▶ _Page text_:
^^^^
Classifiying a set of Images into Classes
Asked Answered
A

4

11

I have the problem that I get a set of pictures and need to classify those.

The thing is, i do not really have any knowledge of these images. So i plan on using as many descriptors as I can find and then do a PCA on those to identify only the descriptors that are of use to me.

I can do supervised learning on a lot of datapoints, if that helps. However there is a chance that pictures are connected to each other. Meaning there could be a development from Image X to Image X+1, although I kinda hope this gets sorted out with the information in each Image.

My question are:

  1. How do i do this best when using Python? (I want to make a proof of concept first where speed is a non-issue). What libraries should i use?
  2. Are there examples already for an image Classification of such a kind? Example of using a bunch of descriptors and cooking them down via PCA? This part is kinda scary for me, to be honest. Although I think python should already do something like this for me.

Edit: I have found a neat kit that i am currently trying out for this: http://scikit-image.org/ There seem to be some descriptors in there. Is there a way to do automatic feature extraction and rank the features according to their descriptive power towards the target classification? PCA should be able to rank automatically.
^^^^
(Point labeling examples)
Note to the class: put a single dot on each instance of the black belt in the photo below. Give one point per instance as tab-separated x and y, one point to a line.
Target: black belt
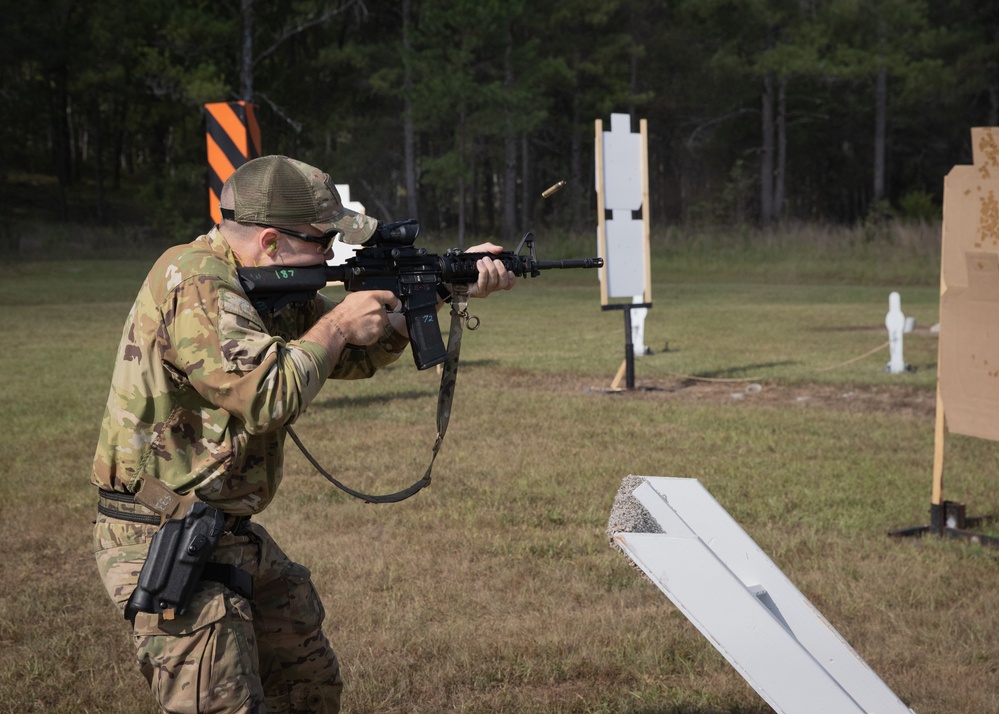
123	506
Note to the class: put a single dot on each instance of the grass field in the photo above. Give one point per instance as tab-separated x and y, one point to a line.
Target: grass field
495	590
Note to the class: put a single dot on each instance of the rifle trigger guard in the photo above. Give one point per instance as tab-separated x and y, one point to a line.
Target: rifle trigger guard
471	321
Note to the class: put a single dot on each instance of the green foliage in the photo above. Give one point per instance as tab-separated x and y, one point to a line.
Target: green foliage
918	205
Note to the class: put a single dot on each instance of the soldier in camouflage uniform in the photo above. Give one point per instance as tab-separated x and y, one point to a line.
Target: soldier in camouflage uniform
202	389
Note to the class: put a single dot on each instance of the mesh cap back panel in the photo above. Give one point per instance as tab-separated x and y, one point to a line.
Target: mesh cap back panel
274	192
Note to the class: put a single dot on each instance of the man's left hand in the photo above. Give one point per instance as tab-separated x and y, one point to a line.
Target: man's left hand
493	275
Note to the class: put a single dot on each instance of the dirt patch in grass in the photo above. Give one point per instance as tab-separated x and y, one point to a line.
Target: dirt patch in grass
916	402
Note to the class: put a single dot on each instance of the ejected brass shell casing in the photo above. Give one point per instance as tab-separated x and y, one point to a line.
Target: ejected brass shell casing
552	189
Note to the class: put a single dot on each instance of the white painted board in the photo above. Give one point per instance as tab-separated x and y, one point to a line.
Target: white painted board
626	255
738	598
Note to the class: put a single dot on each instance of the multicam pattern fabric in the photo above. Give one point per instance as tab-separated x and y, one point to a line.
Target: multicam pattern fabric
203	385
226	653
203	388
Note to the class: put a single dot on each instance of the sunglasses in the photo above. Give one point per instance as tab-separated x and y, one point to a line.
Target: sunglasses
325	240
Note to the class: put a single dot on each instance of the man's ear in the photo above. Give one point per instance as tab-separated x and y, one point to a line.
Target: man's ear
267	239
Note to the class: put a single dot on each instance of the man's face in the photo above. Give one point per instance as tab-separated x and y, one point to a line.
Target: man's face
294	251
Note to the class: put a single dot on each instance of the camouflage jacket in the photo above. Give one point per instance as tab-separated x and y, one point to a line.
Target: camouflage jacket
203	386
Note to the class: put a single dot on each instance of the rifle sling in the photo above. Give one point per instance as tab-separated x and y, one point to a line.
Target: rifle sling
449	376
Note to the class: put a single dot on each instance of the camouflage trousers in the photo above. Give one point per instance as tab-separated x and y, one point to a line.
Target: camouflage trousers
228	654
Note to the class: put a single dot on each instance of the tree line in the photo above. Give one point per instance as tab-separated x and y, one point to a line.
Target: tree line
461	112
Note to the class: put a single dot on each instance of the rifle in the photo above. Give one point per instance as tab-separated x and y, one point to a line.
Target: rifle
390	261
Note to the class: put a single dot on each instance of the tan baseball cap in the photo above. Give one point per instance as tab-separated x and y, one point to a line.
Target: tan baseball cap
276	190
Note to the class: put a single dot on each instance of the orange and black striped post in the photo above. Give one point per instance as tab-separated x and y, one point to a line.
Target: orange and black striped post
233	138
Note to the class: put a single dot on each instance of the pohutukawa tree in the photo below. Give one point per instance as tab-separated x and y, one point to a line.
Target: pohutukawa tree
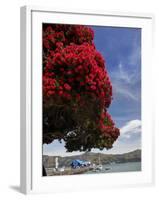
77	90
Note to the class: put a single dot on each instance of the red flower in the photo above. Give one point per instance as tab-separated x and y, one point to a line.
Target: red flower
67	87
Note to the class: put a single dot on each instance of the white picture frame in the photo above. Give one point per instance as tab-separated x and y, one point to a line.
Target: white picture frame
31	100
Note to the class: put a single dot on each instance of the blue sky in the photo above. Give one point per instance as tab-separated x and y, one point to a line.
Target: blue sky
121	49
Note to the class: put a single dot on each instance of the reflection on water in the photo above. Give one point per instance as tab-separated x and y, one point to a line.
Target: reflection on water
118	167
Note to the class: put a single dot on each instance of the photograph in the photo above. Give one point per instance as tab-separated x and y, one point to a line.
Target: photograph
91	99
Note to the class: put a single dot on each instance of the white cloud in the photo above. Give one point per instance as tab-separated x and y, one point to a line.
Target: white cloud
131	129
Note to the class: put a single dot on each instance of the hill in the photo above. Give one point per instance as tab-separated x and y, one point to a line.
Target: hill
134	156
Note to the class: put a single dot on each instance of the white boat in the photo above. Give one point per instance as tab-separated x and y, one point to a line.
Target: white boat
99	167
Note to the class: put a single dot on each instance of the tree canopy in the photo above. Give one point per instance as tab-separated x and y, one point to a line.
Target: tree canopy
77	90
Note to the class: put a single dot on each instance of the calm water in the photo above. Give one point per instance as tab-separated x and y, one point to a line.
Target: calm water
119	167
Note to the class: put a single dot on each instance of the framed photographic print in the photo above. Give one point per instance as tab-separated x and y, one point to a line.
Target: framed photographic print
86	100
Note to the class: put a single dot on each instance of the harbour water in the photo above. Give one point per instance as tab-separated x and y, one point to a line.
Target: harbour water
118	167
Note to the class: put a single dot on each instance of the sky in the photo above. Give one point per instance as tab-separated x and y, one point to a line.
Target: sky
121	49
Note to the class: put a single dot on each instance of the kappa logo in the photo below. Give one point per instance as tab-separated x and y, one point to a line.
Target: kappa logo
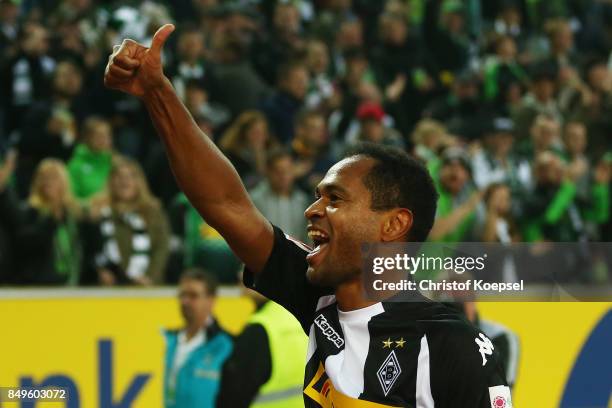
329	331
485	347
389	372
500	397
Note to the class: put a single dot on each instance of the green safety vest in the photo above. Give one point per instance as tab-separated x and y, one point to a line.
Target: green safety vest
288	345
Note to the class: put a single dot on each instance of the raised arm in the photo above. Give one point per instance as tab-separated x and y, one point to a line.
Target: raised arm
204	174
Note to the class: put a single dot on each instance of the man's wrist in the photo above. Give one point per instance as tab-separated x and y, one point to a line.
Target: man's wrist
158	90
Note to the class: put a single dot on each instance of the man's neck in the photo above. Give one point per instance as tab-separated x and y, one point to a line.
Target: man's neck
351	296
193	329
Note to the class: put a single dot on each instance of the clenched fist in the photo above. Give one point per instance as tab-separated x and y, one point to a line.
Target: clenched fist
136	69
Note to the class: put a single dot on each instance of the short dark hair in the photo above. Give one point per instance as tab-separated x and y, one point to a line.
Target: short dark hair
398	180
209	281
275	155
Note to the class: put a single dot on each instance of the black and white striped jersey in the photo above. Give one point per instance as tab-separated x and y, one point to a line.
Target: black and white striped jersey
^^^^
▶ _Stated problem_: Quote each sentence in the image classification thread above that ends with a question mark.

▶ _Full output_:
- How do i do this best when using Python?
- What libraries should i use?
- Are there examples already for an image Classification of such a kind?
- Example of using a bunch of descriptors and cooking them down via PCA?
- Is there a way to do automatic feature extraction and rank the features according to their descriptive power towards the target classification?